- **What you will do**
Copy the records from their start through the line with "pixel 83 52", replacing "sky" with "clouds" and keeping everything else unchanged. Leave the pictures out of your answer.

- **Available records**
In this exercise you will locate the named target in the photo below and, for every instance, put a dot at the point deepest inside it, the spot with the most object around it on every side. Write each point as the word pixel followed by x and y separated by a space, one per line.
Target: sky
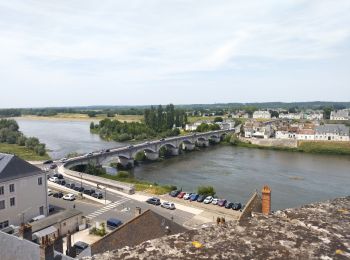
pixel 83 52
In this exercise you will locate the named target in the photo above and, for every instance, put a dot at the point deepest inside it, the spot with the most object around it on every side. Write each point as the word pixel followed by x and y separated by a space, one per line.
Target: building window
pixel 12 188
pixel 2 204
pixel 4 224
pixel 12 202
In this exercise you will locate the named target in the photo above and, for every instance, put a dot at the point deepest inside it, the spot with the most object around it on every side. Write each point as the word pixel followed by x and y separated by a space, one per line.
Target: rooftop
pixel 12 167
pixel 314 231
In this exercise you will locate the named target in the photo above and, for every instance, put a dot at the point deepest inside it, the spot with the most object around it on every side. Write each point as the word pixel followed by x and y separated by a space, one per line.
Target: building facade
pixel 23 191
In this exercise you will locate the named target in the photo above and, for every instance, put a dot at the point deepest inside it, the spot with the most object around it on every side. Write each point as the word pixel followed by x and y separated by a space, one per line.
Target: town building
pixel 23 191
pixel 332 132
pixel 261 114
pixel 340 115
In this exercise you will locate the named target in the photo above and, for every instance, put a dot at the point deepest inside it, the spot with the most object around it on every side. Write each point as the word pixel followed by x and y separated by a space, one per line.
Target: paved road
pixel 120 207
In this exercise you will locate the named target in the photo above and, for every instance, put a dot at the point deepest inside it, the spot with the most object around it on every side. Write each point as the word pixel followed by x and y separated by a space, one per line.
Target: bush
pixel 206 190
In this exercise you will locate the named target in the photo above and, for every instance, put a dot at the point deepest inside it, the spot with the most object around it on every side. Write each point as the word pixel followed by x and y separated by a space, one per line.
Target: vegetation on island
pixel 157 122
pixel 15 142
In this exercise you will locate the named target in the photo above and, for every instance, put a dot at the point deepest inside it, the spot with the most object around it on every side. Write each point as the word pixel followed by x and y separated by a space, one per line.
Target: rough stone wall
pixel 315 231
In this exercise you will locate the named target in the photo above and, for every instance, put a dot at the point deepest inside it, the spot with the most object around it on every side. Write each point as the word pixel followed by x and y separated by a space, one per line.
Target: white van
pixel 37 218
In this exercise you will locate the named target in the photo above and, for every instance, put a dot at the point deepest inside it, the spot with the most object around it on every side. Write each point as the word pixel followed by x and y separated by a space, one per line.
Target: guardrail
pixel 120 186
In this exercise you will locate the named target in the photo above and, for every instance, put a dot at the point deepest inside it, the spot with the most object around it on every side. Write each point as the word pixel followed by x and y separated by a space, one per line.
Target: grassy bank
pixel 85 117
pixel 140 185
pixel 336 148
pixel 22 152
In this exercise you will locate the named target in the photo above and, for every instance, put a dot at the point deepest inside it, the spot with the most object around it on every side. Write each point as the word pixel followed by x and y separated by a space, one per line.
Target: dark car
pixel 58 195
pixel 222 202
pixel 61 182
pixel 237 206
pixel 181 195
pixel 97 195
pixel 228 204
pixel 194 197
pixel 58 175
pixel 174 193
pixel 201 198
pixel 48 162
pixel 51 208
pixel 153 201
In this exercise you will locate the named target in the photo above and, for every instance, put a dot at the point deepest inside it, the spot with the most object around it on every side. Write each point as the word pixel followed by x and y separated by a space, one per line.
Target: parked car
pixel 181 195
pixel 62 182
pixel 80 247
pixel 168 205
pixel 174 193
pixel 215 201
pixel 51 208
pixel 236 206
pixel 113 223
pixel 53 179
pixel 57 195
pixel 208 200
pixel 48 162
pixel 58 175
pixel 97 195
pixel 187 196
pixel 201 198
pixel 153 201
pixel 228 204
pixel 69 196
pixel 194 197
pixel 222 202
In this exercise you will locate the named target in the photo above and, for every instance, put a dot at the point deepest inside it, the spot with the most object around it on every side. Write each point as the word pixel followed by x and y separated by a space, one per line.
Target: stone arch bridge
pixel 125 155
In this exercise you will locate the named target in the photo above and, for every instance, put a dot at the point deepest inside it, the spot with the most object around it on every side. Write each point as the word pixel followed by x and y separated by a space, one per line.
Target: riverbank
pixel 315 147
pixel 82 117
pixel 22 152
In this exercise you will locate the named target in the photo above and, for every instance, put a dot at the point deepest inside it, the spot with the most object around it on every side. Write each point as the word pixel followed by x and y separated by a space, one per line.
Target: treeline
pixel 162 119
pixel 158 122
pixel 10 134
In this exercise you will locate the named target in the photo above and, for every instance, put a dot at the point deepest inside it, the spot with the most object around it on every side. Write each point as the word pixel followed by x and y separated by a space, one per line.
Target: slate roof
pixel 333 128
pixel 12 167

- **Final result**
In this exercise you will locate the named target in the photo below and, for every instance, put a dot at the point deepest inside it, the spot with the most object around it on every side. Write each point as the word pixel followed by x and y separated by a space, one per line.
Target: clouds
pixel 83 52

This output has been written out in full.